Please rewrite all of the records below as a numbered list, dropping any blank lines. Omit the pictures.

-- Start of Records supplied --

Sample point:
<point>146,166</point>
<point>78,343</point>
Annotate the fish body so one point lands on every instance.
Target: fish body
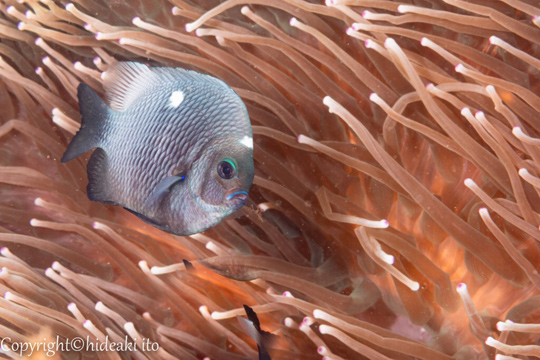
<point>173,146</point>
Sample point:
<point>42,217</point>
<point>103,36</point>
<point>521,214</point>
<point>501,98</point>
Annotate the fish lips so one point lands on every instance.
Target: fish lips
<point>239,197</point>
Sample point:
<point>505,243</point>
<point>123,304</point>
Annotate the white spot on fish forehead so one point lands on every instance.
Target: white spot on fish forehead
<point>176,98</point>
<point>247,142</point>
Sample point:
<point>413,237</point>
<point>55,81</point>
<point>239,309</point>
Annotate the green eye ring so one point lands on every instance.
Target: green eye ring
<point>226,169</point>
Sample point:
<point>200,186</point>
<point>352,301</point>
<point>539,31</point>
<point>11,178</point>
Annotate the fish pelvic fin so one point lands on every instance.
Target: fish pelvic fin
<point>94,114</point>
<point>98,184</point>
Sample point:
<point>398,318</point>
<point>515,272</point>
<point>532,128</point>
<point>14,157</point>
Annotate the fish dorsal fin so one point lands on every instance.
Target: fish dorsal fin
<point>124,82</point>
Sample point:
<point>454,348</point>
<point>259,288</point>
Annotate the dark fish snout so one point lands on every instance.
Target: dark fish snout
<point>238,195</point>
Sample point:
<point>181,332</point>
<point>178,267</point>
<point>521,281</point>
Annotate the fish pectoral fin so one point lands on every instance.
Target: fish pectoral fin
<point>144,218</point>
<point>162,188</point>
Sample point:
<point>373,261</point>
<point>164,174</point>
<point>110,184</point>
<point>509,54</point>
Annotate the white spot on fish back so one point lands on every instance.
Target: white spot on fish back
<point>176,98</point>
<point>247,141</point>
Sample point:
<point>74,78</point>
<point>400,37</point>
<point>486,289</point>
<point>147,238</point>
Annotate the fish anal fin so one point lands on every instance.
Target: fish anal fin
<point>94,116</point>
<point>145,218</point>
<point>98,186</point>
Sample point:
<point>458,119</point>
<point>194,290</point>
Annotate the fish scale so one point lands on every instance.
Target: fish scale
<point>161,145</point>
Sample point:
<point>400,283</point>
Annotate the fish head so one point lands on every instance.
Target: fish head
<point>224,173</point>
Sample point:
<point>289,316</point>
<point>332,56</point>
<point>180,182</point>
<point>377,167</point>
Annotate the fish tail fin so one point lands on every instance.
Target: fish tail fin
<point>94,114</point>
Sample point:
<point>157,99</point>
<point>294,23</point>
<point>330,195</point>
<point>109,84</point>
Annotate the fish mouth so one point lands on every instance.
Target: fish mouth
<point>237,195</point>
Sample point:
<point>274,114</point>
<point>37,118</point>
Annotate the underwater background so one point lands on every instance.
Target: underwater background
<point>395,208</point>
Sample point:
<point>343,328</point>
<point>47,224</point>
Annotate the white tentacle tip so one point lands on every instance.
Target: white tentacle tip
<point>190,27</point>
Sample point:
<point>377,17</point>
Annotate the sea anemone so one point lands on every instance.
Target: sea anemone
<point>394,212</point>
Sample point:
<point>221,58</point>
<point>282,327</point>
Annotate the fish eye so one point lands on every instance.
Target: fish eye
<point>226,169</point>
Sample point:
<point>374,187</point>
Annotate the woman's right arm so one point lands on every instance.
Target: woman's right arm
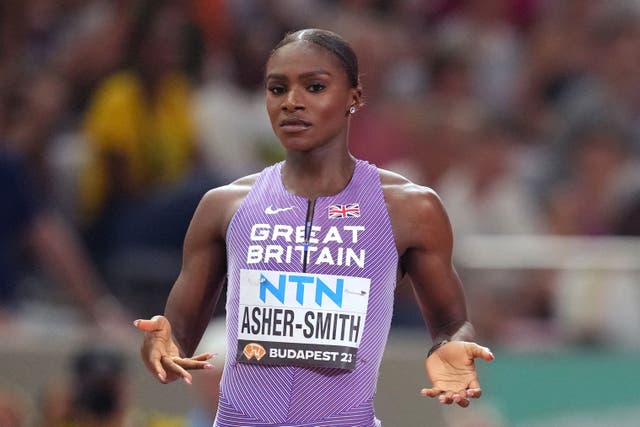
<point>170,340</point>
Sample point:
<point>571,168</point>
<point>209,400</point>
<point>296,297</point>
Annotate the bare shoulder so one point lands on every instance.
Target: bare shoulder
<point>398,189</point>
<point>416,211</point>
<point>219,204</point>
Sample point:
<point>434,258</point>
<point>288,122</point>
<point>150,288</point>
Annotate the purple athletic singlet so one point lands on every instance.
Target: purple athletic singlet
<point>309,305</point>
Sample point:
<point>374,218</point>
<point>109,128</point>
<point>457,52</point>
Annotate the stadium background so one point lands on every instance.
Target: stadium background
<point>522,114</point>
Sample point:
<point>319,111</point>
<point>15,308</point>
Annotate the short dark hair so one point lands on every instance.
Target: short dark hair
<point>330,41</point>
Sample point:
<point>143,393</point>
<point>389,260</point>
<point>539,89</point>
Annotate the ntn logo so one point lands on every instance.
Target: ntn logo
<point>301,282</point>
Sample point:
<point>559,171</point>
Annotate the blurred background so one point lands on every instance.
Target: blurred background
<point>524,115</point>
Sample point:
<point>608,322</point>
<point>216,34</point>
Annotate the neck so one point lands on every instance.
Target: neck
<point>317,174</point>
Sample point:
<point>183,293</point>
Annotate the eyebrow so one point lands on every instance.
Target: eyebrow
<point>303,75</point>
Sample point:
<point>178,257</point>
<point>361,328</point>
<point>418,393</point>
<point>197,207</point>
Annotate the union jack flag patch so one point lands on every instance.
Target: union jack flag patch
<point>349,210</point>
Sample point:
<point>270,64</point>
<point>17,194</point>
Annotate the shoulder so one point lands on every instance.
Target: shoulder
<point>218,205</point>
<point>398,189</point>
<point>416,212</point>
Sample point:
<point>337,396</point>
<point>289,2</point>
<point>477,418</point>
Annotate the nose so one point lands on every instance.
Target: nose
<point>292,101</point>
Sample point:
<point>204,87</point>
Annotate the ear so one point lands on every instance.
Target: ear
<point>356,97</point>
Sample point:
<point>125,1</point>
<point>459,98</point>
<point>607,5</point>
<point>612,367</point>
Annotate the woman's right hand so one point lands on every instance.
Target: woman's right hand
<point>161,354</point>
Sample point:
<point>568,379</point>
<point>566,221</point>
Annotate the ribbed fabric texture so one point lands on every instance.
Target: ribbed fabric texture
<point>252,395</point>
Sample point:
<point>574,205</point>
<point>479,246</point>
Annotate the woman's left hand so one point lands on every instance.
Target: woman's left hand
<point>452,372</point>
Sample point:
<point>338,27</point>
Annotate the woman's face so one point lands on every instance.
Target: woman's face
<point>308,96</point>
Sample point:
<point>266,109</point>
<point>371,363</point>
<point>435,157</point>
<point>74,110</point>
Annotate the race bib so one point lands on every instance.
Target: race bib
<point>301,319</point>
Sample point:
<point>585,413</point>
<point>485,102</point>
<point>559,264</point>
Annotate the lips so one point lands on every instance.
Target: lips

-- End of Records supplied --

Answer for the task:
1. Sample point:
2. <point>146,166</point>
3. <point>78,343</point>
4. Annotate the fish body so one point lands on every instance.
5. Target: fish body
6. <point>173,146</point>
7. Sample point:
8. <point>42,217</point>
9. <point>103,36</point>
10. <point>521,214</point>
11. <point>501,98</point>
12. Annotate the fish lips so one point lands on every instance.
13. Target: fish lips
14. <point>239,197</point>
15. Sample point:
16. <point>505,243</point>
17. <point>123,304</point>
18. Annotate the white spot on fish forehead so one point lands on every instance.
19. Target: white spot on fish forehead
20. <point>176,98</point>
21. <point>247,142</point>
22. Sample point:
23. <point>413,237</point>
24. <point>55,81</point>
25. <point>239,309</point>
26. Annotate the green eye ring so one point lands on every instance.
27. Target: green eye ring
28. <point>226,169</point>
29. Sample point:
30. <point>200,186</point>
31. <point>352,301</point>
32. <point>539,31</point>
33. <point>11,178</point>
34. Annotate the fish pelvic fin so one point lands on every instance.
35. Target: fish pelvic fin
36. <point>94,114</point>
37. <point>98,184</point>
38. Sample point:
39. <point>398,318</point>
40. <point>515,272</point>
41. <point>532,128</point>
42. <point>14,157</point>
43. Annotate the fish dorsal fin so one point lands on every instance.
44. Target: fish dorsal fin
45. <point>124,82</point>
46. Sample point:
47. <point>454,348</point>
48. <point>259,288</point>
49. Annotate the dark fish snout so one point lands on every instance.
50. Target: dark fish snout
51. <point>238,195</point>
52. Sample point:
53. <point>181,332</point>
54. <point>178,267</point>
55. <point>521,281</point>
56. Annotate the fish pectoral fin so one point lands on every instance.
57. Target: fish pectoral fin
58. <point>144,218</point>
59. <point>162,188</point>
60. Sample point:
61. <point>373,261</point>
62. <point>164,174</point>
63. <point>110,184</point>
64. <point>509,54</point>
65. Annotate the white spot on fish back so one point lands on every instance.
66. Target: white spot on fish back
67. <point>176,98</point>
68. <point>247,141</point>
69. Sample point:
70. <point>74,78</point>
71. <point>400,37</point>
72. <point>486,289</point>
73. <point>147,238</point>
74. Annotate the fish anal fin so one point lands on every instance.
75. Target: fish anal fin
76. <point>94,116</point>
77. <point>145,218</point>
78. <point>98,186</point>
79. Sample point:
80. <point>458,119</point>
81. <point>194,290</point>
82. Annotate the fish scale so one point lands on every instance.
83. Target: fish scale
84. <point>161,145</point>
85. Sample point:
86. <point>400,283</point>
87. Annotate the fish head so one point lands on every instance.
88. Target: fish head
89. <point>224,173</point>
90. Sample point:
91. <point>289,316</point>
92. <point>332,56</point>
93. <point>180,182</point>
94. <point>377,167</point>
95. Annotate the fish tail fin so one point lands on every instance.
96. Target: fish tail fin
97. <point>94,114</point>
98. Sample point:
99. <point>157,99</point>
100. <point>294,23</point>
101. <point>330,195</point>
102. <point>109,84</point>
103. Annotate the fish mouth so one point lands on every instance.
104. Target: fish mouth
105. <point>237,195</point>
106. Sample point:
107. <point>274,114</point>
108. <point>37,118</point>
109. Annotate the underwater background so one point lands on every instance.
110. Target: underwater background
111. <point>395,208</point>
112. Sample point:
113. <point>343,328</point>
114. <point>47,224</point>
115. Annotate the white tentacle tip so one point lands on every instance.
116. Target: white tentacle tip
117. <point>190,27</point>
118. Sample point:
119. <point>377,17</point>
120. Annotate the sea anemone so one point lands on every instance.
121. Target: sea anemone
122. <point>394,212</point>
123. Sample point:
124. <point>221,58</point>
125. <point>282,327</point>
126. Annotate the fish eye so one point lands on every instance.
127. Target: fish eye
128. <point>226,169</point>
129. Sample point:
130. <point>374,187</point>
131. Annotate the woman's right arm so one point lands on every instance.
132. Target: woman's right arm
133. <point>170,340</point>
134. Sample point:
135. <point>571,168</point>
136. <point>209,400</point>
137. <point>296,297</point>
138. Annotate the bare shoulder so one point lands on every instance.
139. Target: bare shoulder
140. <point>398,189</point>
141. <point>416,211</point>
142. <point>219,204</point>
143. Sample point:
144. <point>434,258</point>
145. <point>288,122</point>
146. <point>150,288</point>
147. Annotate the purple athletic singlet so one point lands on every instance.
148. Target: purple athletic singlet
149. <point>309,305</point>
150. Sample point:
151. <point>374,218</point>
152. <point>109,128</point>
153. <point>457,52</point>
154. Annotate the stadium background so one point lands on every instance.
155. Target: stadium background
156. <point>522,114</point>
157. Sample point:
158. <point>319,111</point>
159. <point>15,308</point>
160. Annotate the short dark hair so one point lands on every instance.
161. Target: short dark hair
162. <point>330,41</point>
163. Sample point:
164. <point>143,393</point>
165. <point>389,260</point>
166. <point>539,89</point>
167. Annotate the ntn logo so one point lands on every instance.
168. Target: ntn logo
169. <point>301,282</point>
170. Sample point:
171. <point>559,171</point>
172. Annotate the blurred background so one point lands on every instance.
173. Target: blurred background
174. <point>524,115</point>
175. Sample point:
176. <point>608,322</point>
177. <point>216,34</point>
178. Annotate the neck so one point lands on every instance.
179. Target: neck
180. <point>317,174</point>
181. Sample point:
182. <point>183,293</point>
183. Annotate the eyebrow so one point lands on every instance.
184. Target: eyebrow
185. <point>303,75</point>
186. Sample point:
187. <point>178,257</point>
188. <point>361,328</point>
189. <point>418,393</point>
190. <point>197,207</point>
191. Annotate the union jack flag patch so one point lands on every instance.
192. Target: union jack flag patch
193. <point>349,210</point>
194. Sample point:
195. <point>270,64</point>
196. <point>17,194</point>
197. Annotate the shoulder so one point lands on every instance.
198. Target: shoulder
199. <point>218,205</point>
200. <point>398,189</point>
201. <point>416,212</point>
202. Sample point:
203. <point>337,396</point>
204. <point>289,2</point>
205. <point>477,418</point>
206. Annotate the nose so one point lands on every instance.
207. Target: nose
208. <point>292,101</point>
209. Sample point:
210. <point>204,87</point>
211. Annotate the ear so one point lands on every instance.
212. Target: ear
213. <point>356,97</point>
214. Sample point:
215. <point>125,1</point>
216. <point>459,98</point>
217. <point>607,5</point>
218. <point>612,367</point>
219. Annotate the woman's right hand so one point lands on every instance.
220. Target: woman's right hand
221. <point>161,354</point>
222. Sample point:
223. <point>568,379</point>
224. <point>566,221</point>
225. Annotate the ribbed fabric texture so one point lands on every instance.
226. Target: ribbed fabric texture
227. <point>252,395</point>
228. Sample point:
229. <point>574,205</point>
230. <point>479,246</point>
231. Annotate the woman's left hand so one point lands on every instance.
232. Target: woman's left hand
233. <point>452,372</point>
234. Sample point:
235. <point>338,27</point>
236. Annotate the woman's face so one point lands on every instance.
237. Target: woman's face
238. <point>308,96</point>
239. Sample point:
240. <point>266,109</point>
241. <point>371,363</point>
242. <point>435,157</point>
243. <point>74,110</point>
244. Annotate the race bib so one point lands on every instance.
245. Target: race bib
246. <point>301,319</point>
247. Sample point:
248. <point>585,413</point>
249. <point>485,102</point>
250. <point>559,264</point>
251. Annotate the lips so one point lands on every instance.
252. Target: lips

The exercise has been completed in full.